SOS : encore un nouveau "complexe culturel" à Marseille

Lundi 8 octobre, au conseil municipal de Marseille, sera discuté le processus d’attribution du fort d’Entrecasteaux, ce grand bâtiment près du Vieux Port, destiné à devenir une grande infrastructure culturelle (encore une !). Il est prévu que le lieu soit attribué au "groupe SOS", qui se décrit lui-même comme une structure "d’innovation sociale" de "l’économie sociale et solidaire". Cet article revient sur le projet en cours, et sur le groupe qui le porte.

Le 6 octobre 2018, un article de la presse locale se félicite de la probable ré-ouverture des portes du fort d’Entrecasteaux. Le fort d’Entrecasteaux, c’est ce grand bâtiment en pierres qui surplombe le Vieux Port.

* [Entrées de données enregistrées]:
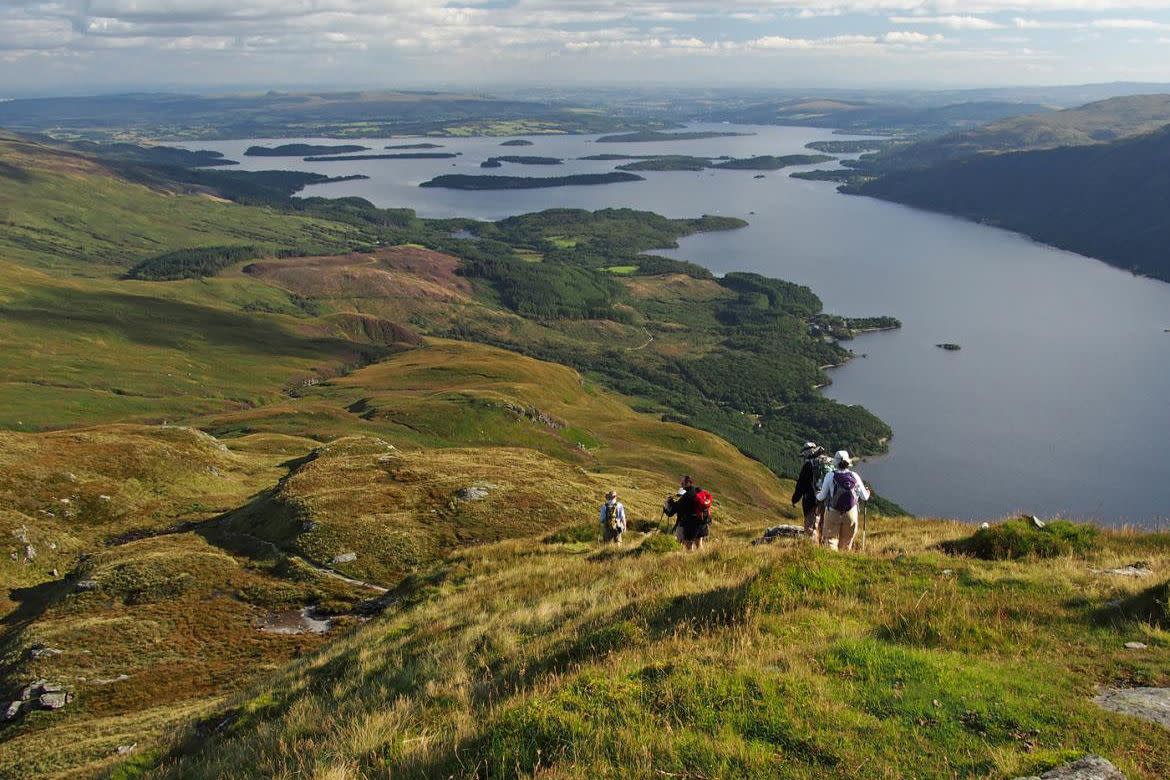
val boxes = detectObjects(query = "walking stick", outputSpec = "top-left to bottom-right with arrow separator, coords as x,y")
861,501 -> 869,552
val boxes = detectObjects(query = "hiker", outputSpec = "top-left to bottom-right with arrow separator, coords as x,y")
817,449 -> 869,550
601,490 -> 626,545
662,476 -> 713,551
792,442 -> 833,541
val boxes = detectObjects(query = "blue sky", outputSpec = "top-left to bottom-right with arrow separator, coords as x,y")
0,0 -> 1170,97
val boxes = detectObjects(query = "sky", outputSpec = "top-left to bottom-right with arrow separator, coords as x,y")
0,0 -> 1170,93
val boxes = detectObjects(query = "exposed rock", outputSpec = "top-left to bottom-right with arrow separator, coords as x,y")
1093,688 -> 1170,729
37,691 -> 69,710
1016,755 -> 1126,780
20,679 -> 49,702
260,607 -> 332,634
90,675 -> 130,685
1093,560 -> 1154,577
28,644 -> 61,658
455,485 -> 489,501
751,524 -> 804,545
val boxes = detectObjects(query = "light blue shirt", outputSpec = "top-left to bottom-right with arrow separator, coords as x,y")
600,501 -> 626,529
817,469 -> 869,501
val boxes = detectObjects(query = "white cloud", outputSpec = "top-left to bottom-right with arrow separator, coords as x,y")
889,15 -> 1004,30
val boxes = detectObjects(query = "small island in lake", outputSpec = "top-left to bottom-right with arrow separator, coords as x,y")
711,154 -> 834,171
480,154 -> 564,168
597,130 -> 753,144
618,154 -> 711,171
243,144 -> 370,157
805,138 -> 904,154
304,152 -> 462,163
419,171 -> 645,189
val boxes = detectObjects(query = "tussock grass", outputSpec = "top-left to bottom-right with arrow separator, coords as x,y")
944,518 -> 1100,560
143,528 -> 1170,778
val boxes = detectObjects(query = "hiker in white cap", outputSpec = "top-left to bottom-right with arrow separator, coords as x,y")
817,449 -> 869,550
601,490 -> 626,545
792,442 -> 833,540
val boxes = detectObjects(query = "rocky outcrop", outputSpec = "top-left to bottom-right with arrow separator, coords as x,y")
1093,688 -> 1170,729
1016,755 -> 1126,780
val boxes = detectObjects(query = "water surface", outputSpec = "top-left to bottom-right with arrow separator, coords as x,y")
180,125 -> 1170,526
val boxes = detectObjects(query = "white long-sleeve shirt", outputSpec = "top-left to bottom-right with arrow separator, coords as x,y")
817,469 -> 869,501
600,501 -> 626,527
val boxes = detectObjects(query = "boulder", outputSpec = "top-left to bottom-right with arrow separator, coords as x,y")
1093,688 -> 1170,729
28,644 -> 61,658
37,691 -> 69,710
455,485 -> 488,501
1093,560 -> 1154,578
751,524 -> 805,545
1016,755 -> 1126,780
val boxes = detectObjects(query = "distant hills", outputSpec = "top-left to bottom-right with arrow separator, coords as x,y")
846,120 -> 1170,281
868,95 -> 1170,171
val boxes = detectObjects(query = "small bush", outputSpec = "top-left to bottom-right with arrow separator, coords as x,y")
638,533 -> 682,555
544,523 -> 601,545
941,518 -> 1100,560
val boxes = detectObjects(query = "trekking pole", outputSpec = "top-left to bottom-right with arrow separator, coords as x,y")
861,501 -> 869,552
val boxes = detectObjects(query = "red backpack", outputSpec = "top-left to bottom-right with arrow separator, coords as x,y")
695,490 -> 715,523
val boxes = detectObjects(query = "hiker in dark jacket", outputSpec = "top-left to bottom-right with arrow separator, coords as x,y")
792,442 -> 832,540
662,477 -> 710,550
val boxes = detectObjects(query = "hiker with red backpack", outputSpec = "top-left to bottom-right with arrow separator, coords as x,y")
817,449 -> 869,550
662,476 -> 714,550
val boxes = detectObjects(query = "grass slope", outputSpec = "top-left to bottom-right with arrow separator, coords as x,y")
150,522 -> 1170,780
0,133 -> 353,271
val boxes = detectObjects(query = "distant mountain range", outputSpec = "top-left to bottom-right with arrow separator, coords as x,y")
844,107 -> 1170,281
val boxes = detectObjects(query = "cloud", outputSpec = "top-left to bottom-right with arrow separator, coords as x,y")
0,0 -> 1170,88
889,15 -> 1005,30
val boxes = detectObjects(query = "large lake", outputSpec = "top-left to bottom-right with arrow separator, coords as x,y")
186,125 -> 1170,526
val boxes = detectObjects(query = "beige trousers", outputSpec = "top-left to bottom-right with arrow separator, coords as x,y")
820,506 -> 858,550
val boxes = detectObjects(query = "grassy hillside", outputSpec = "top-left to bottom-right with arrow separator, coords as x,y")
0,134 -> 1170,779
0,134 -> 353,274
849,122 -> 1170,281
865,95 -> 1170,172
147,522 -> 1170,779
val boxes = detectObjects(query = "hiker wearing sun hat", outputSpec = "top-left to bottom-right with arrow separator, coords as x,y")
817,449 -> 869,550
792,442 -> 833,539
601,490 -> 626,545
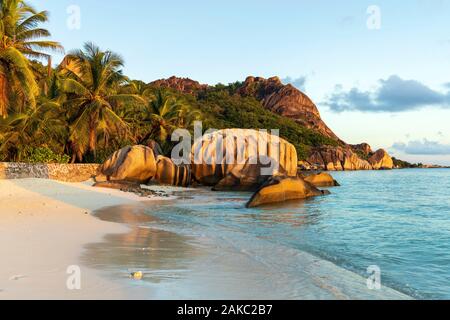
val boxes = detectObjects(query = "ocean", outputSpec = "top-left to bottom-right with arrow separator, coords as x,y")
83,169 -> 450,299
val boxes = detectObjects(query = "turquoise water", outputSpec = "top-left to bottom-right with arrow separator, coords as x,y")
138,169 -> 450,299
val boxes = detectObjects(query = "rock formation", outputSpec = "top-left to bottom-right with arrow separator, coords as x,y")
304,172 -> 339,188
99,146 -> 156,183
246,176 -> 329,208
238,77 -> 339,141
350,143 -> 373,157
151,77 -> 398,170
213,159 -> 282,191
307,146 -> 372,171
369,149 -> 394,170
192,129 -> 297,186
154,156 -> 191,187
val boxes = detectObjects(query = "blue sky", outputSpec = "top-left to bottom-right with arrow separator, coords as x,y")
30,0 -> 450,164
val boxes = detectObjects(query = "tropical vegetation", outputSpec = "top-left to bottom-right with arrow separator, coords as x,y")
0,0 -> 336,162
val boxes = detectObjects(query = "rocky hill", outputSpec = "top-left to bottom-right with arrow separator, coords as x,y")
150,77 -> 394,171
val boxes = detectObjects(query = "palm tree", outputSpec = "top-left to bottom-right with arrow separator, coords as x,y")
140,89 -> 200,144
0,0 -> 63,118
61,43 -> 144,161
0,101 -> 67,161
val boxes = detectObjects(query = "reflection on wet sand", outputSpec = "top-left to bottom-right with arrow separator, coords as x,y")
82,205 -> 201,283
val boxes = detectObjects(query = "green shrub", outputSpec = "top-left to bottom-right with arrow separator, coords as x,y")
23,147 -> 70,164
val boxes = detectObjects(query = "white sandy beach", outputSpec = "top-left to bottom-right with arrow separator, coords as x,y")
0,179 -> 409,300
0,179 -> 165,299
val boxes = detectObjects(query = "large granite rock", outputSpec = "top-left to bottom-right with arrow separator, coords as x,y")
369,149 -> 394,170
213,159 -> 282,191
350,143 -> 373,157
238,77 -> 339,141
100,146 -> 156,183
154,156 -> 191,187
246,176 -> 329,208
307,146 -> 372,171
304,172 -> 339,187
192,129 -> 298,186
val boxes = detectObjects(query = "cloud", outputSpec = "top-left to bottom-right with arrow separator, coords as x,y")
392,139 -> 450,155
281,76 -> 307,91
322,75 -> 450,112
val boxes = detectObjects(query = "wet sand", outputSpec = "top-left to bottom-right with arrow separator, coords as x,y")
0,179 -> 169,299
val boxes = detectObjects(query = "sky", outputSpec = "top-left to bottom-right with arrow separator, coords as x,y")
29,0 -> 450,165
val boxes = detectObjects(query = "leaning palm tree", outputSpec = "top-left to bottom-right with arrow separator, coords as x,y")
0,0 -> 63,118
0,101 -> 67,161
140,89 -> 200,144
61,43 -> 144,161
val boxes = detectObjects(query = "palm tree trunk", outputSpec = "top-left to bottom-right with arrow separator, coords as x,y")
0,72 -> 9,119
89,126 -> 97,160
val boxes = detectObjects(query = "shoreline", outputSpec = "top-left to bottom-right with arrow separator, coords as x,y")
84,200 -> 414,300
0,179 -> 412,299
0,179 -> 169,300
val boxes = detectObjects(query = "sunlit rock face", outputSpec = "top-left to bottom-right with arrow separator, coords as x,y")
307,146 -> 373,171
238,77 -> 339,141
100,146 -> 156,183
213,159 -> 285,191
192,129 -> 298,186
154,156 -> 191,187
304,172 -> 339,187
247,176 -> 329,208
369,149 -> 394,170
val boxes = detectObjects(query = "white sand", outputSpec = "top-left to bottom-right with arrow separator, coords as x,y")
0,179 -> 165,299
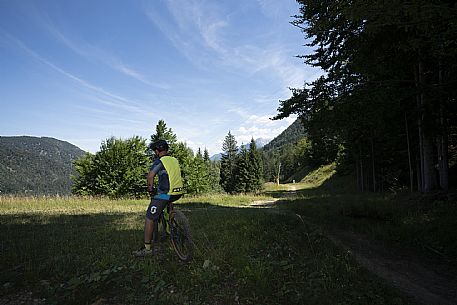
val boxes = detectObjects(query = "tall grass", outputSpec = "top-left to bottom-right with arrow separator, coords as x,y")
0,195 -> 414,304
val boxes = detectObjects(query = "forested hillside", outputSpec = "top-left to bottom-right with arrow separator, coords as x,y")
258,119 -> 305,151
275,0 -> 457,193
0,136 -> 84,195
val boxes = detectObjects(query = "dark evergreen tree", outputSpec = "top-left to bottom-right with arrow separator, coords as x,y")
276,0 -> 457,192
234,145 -> 251,193
73,137 -> 149,198
220,131 -> 238,193
246,138 -> 263,192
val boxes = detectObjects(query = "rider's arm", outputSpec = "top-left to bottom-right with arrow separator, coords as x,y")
147,161 -> 164,192
147,170 -> 156,192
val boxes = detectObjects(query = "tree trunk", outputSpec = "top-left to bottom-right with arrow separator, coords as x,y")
405,112 -> 414,193
360,147 -> 365,193
371,136 -> 376,192
438,60 -> 449,191
355,155 -> 362,191
276,162 -> 281,185
415,58 -> 436,193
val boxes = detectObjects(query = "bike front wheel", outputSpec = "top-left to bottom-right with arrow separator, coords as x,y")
170,211 -> 194,262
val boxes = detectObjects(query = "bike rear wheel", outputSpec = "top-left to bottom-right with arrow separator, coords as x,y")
170,211 -> 194,262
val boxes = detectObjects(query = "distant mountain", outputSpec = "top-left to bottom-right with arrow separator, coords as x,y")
0,136 -> 84,195
210,138 -> 269,161
263,119 -> 306,151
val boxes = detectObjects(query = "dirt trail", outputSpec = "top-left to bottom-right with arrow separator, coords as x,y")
249,186 -> 457,305
326,232 -> 457,305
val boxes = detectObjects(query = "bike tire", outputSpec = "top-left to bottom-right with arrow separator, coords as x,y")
170,211 -> 194,262
152,213 -> 167,243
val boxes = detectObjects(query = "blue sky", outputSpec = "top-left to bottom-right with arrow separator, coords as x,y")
0,0 -> 319,154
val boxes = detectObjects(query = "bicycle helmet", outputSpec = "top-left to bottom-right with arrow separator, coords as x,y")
150,140 -> 170,151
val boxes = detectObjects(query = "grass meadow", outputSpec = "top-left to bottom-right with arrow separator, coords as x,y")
0,190 -> 411,305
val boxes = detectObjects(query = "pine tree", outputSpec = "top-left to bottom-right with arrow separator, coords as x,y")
73,137 -> 149,198
234,145 -> 251,193
220,131 -> 238,193
246,138 -> 263,192
148,120 -> 177,156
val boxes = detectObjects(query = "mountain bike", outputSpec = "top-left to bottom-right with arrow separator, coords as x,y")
153,202 -> 194,262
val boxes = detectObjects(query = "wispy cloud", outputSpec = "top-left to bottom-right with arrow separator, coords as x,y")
42,21 -> 171,89
3,32 -> 144,113
146,0 -> 318,98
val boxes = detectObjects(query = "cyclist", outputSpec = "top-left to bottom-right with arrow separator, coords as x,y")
133,140 -> 183,257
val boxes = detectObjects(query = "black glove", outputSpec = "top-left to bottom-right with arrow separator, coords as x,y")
148,187 -> 157,197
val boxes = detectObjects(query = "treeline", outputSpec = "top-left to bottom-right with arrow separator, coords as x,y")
0,136 -> 84,195
72,120 -> 221,198
72,120 -> 263,198
275,0 -> 457,192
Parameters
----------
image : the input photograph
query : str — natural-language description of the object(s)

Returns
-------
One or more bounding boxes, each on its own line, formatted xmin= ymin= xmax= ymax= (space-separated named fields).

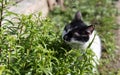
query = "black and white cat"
xmin=62 ymin=12 xmax=101 ymax=71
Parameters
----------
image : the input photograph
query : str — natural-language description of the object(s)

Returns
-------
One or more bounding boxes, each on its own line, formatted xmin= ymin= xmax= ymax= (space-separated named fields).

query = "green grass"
xmin=0 ymin=0 xmax=115 ymax=75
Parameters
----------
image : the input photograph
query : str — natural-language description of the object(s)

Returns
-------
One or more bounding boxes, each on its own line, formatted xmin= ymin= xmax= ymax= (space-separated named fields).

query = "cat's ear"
xmin=86 ymin=25 xmax=95 ymax=34
xmin=74 ymin=11 xmax=82 ymax=21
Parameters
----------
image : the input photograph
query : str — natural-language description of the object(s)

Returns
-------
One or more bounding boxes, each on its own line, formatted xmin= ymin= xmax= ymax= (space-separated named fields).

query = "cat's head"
xmin=62 ymin=12 xmax=94 ymax=44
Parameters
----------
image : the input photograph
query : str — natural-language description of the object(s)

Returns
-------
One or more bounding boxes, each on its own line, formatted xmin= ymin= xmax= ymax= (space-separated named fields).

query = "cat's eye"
xmin=74 ymin=32 xmax=80 ymax=36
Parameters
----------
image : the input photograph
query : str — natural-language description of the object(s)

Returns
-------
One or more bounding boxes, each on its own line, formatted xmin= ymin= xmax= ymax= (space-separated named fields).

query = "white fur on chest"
xmin=83 ymin=31 xmax=101 ymax=59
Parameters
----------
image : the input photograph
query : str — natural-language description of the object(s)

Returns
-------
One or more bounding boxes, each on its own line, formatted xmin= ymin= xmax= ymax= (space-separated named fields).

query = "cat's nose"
xmin=63 ymin=35 xmax=70 ymax=41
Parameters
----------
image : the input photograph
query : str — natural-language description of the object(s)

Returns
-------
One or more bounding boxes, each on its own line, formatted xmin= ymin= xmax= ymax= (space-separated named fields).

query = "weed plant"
xmin=0 ymin=0 xmax=115 ymax=75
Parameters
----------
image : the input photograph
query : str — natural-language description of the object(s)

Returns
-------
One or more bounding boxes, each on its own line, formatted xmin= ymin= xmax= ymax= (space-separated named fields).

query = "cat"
xmin=62 ymin=11 xmax=101 ymax=72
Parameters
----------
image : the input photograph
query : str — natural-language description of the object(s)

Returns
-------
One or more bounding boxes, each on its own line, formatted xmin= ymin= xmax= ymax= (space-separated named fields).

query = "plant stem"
xmin=0 ymin=0 xmax=4 ymax=52
xmin=0 ymin=0 xmax=4 ymax=27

* [TRAVAIL DEMANDÉ]:
- 1) Relevez toutes les expressions que le texte source, titre compris, place entre guillemets.
- 2) Présentez sous forme de liste les principales informations du paragraphe du texte source qui commence par « Lundi 8 octobre ».

* [CORRIGÉ]:
- 1)
- « complexe culturel »
- « groupe SOS »
- « d'innovation sociale »
- « l'économie sociale et solidaire »

- 2)
- Date et instance : lundi 8 octobre, au conseil municipal de Marseille.
- Objet de la discussion : le processus d'attribution du fort d'Entrecasteaux, grand bâtiment près du Vieux Port destiné à devenir une grande infrastructure culturelle.
- Attributaire prévu : le « groupe SOS », qui se décrit comme une structure « d'innovation sociale » de « l'économie sociale et solidaire ».
- Contenu de l'article : un retour sur le projet en cours et sur le groupe qui le porte.